- _How to complete this task_: When a line in the entries below contains "query", tally it; give the tally with nothing added.

- _Point localization data_:
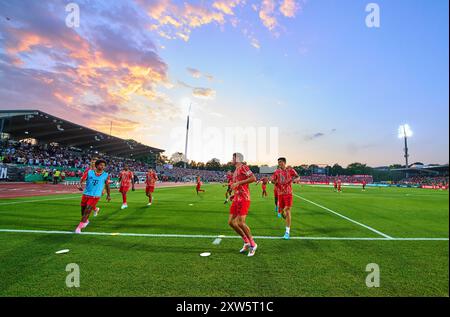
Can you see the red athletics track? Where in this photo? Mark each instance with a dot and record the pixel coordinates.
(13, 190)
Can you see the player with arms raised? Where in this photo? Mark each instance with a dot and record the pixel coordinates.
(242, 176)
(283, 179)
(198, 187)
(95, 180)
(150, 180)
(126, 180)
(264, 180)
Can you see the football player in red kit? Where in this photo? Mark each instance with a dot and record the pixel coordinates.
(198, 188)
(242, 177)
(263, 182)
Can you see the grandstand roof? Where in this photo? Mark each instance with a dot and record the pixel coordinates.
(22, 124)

...

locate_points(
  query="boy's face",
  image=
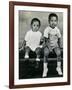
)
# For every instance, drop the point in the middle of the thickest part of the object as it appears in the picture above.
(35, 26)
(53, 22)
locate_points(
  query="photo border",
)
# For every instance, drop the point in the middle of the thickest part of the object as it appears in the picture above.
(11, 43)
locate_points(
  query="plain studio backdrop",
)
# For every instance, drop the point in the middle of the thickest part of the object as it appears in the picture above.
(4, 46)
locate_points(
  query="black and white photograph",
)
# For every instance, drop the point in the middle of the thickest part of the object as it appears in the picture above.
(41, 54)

--

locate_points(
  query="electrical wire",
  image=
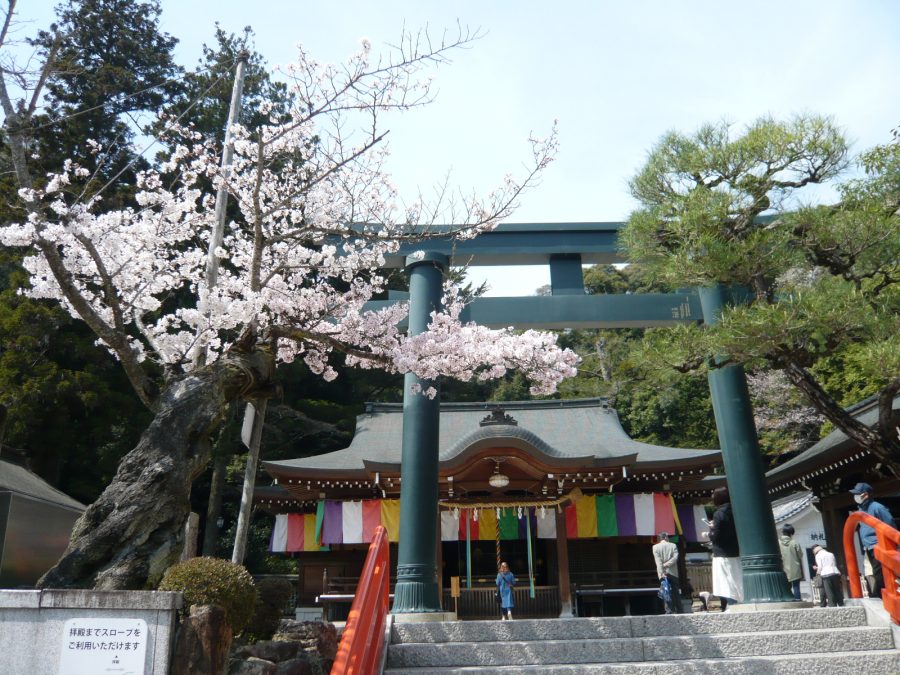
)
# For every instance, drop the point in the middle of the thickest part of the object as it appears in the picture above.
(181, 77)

- _Output for this exercise_: 5